I am not very well versed in mediawiki tables, and I found github has some
incompatibilities too.
The markdown one looks better;
https://github.com/bitcoinclassic/documentation/blob/master/spec/transactionv4.md
Post by Christian Decker via bitcoin-dev
As was pointed out in the
normalized transaction ID BIP, your proposal only addresses
third-party malleability, since signers can simply change the
transaction and re-sign it.
I have to disagree. That is not malleability. Creating a new document and re-
signing it is not changing anything. Its re-creating. Something that the owner
of the coin has every right to do.
Post by Christian Decker via bitcoin-dev
This is evident from the fact that inputs
and outputs do not have a canonical order and it would appear that
tokens can be re-ordered in segments.
Sorry, what is evident? You seem to imply that it is uncommon that you can
create two transactions of similar intent but using different bytes.
You would be wrong with this implication as this is very common. You can just
alter the order of the inputs, for instance.

I am unable to see what the point is you are trying to make. Is there a
question or a suggestion for improvement here?
Post by Christian Decker via bitcoin-dev
Dependencies of tokens inside a
segment are also rather alarming (TxInPrevHash <-> TxInPrevIndex,
TxOutScript <-> TxOutValue).
Maybe you missed this line;
«TxInPrevHash and TxInPrevIndex
Index can be skipped, but in any input the PrevHash always has
to come first»

If you still see something alarming, let me know.
You can look at the code in Bitcoin Classic and notice that it really isn't
anything complicated or worrying.
Post by Christian Decker via bitcoin-dev
Finally, allowing miners to reject transactions with unknown fields
makes the OP_NOPs unusable
Hmm, it looks like you are mixing terminology and abstraction-levels. OP_NOP
is a field from script and there is no discussion about any rejection based on
script in this BIP at all.

Rejection of transactions is done on there being unrecognised tokens in the
transaction formatting itself.

Thank you for your email to my BIP, I hope you got the answers you were
looking for :)

Saved data entries:
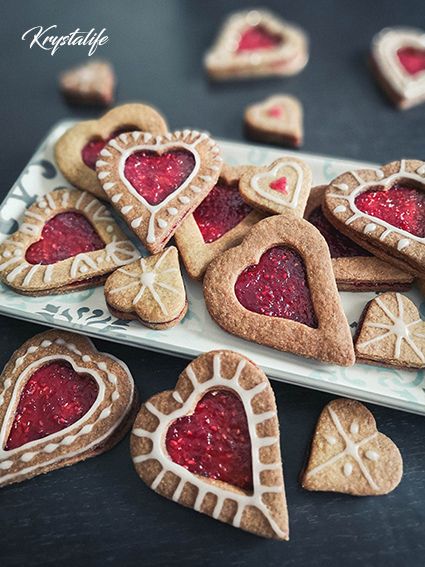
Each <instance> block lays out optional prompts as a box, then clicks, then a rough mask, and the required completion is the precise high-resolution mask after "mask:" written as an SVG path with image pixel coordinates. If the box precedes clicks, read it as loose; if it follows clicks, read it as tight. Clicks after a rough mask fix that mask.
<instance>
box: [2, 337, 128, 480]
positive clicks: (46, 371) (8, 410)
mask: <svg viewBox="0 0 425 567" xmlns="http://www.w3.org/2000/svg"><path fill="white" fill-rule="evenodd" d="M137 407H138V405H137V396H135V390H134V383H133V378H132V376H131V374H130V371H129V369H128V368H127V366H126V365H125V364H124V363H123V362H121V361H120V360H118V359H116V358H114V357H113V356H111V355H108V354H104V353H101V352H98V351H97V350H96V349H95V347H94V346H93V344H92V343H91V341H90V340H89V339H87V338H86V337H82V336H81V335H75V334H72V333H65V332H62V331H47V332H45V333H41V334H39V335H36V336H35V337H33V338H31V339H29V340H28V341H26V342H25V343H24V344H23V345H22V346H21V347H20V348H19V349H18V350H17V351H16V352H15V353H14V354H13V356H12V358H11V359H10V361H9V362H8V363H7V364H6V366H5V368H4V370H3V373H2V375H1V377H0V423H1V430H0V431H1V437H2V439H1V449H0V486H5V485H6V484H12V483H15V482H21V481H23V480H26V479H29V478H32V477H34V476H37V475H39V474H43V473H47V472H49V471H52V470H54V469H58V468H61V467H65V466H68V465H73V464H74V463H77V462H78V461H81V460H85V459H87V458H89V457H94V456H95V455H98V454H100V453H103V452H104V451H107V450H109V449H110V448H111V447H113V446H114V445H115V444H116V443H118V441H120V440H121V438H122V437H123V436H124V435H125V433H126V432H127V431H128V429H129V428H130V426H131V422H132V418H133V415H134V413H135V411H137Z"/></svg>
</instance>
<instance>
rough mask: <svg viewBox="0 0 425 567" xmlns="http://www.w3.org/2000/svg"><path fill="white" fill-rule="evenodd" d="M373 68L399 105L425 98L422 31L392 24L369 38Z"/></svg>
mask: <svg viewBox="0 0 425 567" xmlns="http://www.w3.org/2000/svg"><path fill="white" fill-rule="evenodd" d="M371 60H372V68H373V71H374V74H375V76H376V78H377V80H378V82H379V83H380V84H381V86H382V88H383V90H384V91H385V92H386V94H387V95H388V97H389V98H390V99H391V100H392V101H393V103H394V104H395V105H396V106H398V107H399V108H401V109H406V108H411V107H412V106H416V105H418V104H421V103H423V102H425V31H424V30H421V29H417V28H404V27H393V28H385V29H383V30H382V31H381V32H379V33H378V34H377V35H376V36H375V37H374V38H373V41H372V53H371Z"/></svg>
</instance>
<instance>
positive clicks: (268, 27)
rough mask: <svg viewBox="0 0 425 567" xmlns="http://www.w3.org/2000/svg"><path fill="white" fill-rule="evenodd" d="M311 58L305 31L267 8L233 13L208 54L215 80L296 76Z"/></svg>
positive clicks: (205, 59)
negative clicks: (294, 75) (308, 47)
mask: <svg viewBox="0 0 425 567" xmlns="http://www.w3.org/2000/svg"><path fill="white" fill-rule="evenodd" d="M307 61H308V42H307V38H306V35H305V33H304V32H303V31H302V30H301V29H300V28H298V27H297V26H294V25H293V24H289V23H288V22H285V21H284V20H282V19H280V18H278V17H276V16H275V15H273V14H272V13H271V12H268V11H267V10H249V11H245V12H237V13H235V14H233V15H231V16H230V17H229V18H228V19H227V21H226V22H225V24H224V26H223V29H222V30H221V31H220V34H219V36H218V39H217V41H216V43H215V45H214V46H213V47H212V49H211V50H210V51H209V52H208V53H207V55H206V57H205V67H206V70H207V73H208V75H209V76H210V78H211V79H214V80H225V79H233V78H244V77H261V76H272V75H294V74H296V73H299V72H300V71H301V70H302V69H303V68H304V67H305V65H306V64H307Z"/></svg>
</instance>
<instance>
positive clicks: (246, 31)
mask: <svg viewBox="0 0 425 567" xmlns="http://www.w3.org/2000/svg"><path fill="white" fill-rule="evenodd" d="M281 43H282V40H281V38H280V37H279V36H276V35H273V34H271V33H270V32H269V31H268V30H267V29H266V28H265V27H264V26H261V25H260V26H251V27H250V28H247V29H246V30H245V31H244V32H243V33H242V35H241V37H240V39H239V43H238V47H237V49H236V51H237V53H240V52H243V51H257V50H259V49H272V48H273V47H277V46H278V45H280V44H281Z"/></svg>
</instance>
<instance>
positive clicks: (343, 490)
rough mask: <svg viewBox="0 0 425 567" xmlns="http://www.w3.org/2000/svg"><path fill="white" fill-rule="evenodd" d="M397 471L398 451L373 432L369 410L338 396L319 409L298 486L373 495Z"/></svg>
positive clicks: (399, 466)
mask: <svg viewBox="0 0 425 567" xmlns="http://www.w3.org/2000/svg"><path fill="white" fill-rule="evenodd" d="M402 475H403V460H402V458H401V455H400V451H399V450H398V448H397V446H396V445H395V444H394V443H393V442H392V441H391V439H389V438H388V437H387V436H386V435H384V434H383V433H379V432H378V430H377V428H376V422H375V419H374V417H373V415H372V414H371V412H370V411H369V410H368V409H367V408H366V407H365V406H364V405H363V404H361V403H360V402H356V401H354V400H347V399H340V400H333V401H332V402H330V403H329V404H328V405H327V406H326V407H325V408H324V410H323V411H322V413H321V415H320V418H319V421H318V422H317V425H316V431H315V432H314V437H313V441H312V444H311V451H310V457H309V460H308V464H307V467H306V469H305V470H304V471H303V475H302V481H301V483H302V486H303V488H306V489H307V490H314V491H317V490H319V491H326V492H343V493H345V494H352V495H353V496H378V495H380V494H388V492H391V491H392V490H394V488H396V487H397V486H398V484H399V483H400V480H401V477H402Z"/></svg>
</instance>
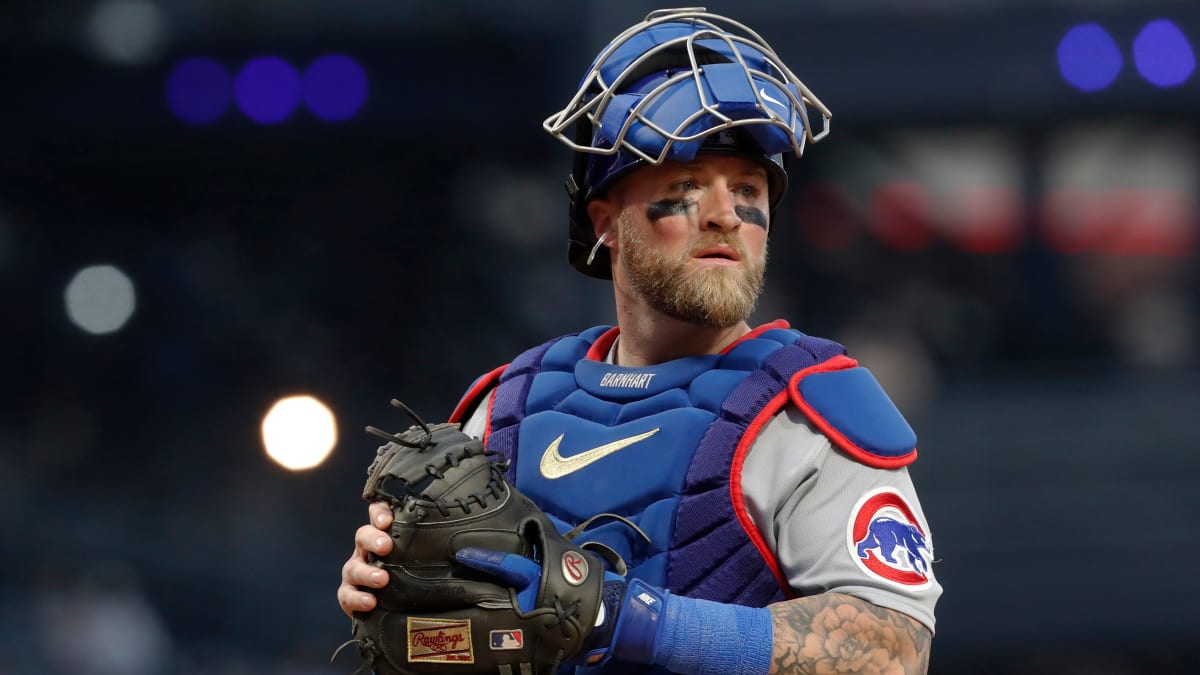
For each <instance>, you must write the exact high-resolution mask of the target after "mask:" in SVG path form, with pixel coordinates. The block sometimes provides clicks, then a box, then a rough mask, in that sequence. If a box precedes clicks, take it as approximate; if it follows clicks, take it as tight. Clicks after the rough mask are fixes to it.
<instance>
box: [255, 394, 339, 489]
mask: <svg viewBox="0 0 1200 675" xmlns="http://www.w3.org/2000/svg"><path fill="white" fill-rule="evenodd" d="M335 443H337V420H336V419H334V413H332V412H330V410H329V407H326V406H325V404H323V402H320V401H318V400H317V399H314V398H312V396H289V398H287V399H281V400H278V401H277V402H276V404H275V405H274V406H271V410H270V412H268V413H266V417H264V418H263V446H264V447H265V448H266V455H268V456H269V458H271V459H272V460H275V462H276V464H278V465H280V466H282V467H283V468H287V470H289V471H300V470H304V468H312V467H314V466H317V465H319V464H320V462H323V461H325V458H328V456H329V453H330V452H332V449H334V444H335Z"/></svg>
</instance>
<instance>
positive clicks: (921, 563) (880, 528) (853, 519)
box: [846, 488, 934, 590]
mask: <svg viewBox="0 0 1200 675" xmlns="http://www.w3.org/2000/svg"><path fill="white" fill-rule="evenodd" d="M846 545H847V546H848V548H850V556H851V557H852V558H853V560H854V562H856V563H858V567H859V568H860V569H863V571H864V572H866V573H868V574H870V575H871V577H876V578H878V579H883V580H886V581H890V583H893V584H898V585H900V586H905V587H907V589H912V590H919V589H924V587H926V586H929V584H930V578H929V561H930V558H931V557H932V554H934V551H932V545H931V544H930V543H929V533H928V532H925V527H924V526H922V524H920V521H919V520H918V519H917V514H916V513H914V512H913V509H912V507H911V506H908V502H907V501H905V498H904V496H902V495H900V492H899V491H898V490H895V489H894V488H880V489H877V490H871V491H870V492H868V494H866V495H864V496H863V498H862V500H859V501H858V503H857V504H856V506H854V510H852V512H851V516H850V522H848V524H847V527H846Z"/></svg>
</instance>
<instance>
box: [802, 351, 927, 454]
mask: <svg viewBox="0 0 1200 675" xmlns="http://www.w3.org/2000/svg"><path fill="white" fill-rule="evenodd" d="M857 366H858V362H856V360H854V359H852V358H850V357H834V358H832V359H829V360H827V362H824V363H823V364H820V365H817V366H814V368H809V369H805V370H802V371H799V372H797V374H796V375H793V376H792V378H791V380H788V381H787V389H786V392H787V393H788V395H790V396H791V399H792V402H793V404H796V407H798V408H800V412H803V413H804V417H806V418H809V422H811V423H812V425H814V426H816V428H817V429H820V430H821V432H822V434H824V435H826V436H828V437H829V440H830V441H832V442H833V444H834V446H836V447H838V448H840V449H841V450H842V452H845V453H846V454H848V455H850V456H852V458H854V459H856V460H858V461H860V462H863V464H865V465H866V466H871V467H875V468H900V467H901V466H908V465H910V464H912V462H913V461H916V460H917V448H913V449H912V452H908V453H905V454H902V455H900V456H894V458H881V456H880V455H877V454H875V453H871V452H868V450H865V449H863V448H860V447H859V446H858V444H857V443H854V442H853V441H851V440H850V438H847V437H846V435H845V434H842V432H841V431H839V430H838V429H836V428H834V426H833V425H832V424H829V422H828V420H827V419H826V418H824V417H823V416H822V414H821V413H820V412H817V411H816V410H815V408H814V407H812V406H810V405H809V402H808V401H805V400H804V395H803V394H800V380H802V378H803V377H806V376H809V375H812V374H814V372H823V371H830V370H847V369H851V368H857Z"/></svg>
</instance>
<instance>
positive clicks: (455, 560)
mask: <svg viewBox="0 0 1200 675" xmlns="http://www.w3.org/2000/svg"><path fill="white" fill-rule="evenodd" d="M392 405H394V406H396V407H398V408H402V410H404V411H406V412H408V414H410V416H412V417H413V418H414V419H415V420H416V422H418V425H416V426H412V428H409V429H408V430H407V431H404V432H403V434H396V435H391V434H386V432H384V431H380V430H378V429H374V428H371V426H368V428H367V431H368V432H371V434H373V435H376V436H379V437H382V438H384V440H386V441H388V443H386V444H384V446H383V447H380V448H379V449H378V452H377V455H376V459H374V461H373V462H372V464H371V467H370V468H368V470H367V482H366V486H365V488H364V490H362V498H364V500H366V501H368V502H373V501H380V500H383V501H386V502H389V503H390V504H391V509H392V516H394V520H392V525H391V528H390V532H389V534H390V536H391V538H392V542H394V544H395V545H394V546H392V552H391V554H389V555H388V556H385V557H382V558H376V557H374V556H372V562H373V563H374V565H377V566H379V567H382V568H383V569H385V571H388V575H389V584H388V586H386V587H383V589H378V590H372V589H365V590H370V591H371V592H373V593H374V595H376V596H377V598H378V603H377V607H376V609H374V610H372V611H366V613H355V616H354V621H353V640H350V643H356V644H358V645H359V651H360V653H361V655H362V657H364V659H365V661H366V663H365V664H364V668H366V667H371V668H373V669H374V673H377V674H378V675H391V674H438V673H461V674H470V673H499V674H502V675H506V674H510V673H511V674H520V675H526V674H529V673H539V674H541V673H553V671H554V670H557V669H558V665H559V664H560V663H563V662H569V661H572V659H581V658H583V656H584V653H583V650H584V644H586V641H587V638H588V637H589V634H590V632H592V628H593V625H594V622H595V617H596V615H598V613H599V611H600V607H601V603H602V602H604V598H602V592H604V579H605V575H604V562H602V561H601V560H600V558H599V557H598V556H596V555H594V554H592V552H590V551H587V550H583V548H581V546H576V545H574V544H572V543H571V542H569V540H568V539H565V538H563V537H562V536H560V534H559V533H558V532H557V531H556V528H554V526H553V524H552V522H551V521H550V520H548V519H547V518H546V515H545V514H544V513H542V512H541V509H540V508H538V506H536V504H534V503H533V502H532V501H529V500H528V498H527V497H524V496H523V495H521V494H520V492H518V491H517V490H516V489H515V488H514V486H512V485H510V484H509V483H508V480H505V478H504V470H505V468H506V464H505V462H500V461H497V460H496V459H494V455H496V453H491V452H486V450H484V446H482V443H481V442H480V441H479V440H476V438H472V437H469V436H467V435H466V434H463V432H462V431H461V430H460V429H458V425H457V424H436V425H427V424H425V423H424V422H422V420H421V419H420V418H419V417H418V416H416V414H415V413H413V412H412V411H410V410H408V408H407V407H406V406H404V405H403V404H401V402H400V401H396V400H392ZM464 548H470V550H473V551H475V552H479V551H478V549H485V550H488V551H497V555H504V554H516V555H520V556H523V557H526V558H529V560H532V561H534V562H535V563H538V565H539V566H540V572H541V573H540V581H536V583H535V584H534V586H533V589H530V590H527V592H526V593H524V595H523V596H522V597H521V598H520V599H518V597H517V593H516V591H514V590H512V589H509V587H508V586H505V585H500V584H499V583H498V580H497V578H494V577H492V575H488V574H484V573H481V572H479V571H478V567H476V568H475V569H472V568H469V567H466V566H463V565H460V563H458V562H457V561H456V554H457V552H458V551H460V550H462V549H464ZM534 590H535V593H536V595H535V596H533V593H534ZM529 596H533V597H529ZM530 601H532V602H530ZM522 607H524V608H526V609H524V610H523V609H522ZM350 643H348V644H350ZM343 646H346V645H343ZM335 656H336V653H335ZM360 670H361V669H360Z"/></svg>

**GOAL OF THE EXERCISE:** In the mailing-list reply above, reproduce word for word the portion starting at "You can look" and ending at "transaction formatting itself.".

**EXERCISE ANSWER:**
You can look at the code in Bitcoin Classic and notice that it really isn't
anything complicated or worrying.
Post by Christian Decker via bitcoin-dev
Finally, allowing miners to reject transactions with unknown fields
makes the OP_NOPs unusable
Hmm, it looks like you are mixing terminology and abstraction-levels. OP_NOP
is a field from script and there is no discussion about any rejection based on
script in this BIP at all.

Rejection of transactions is done on there being unrecognised tokens in the
transaction formatting itself.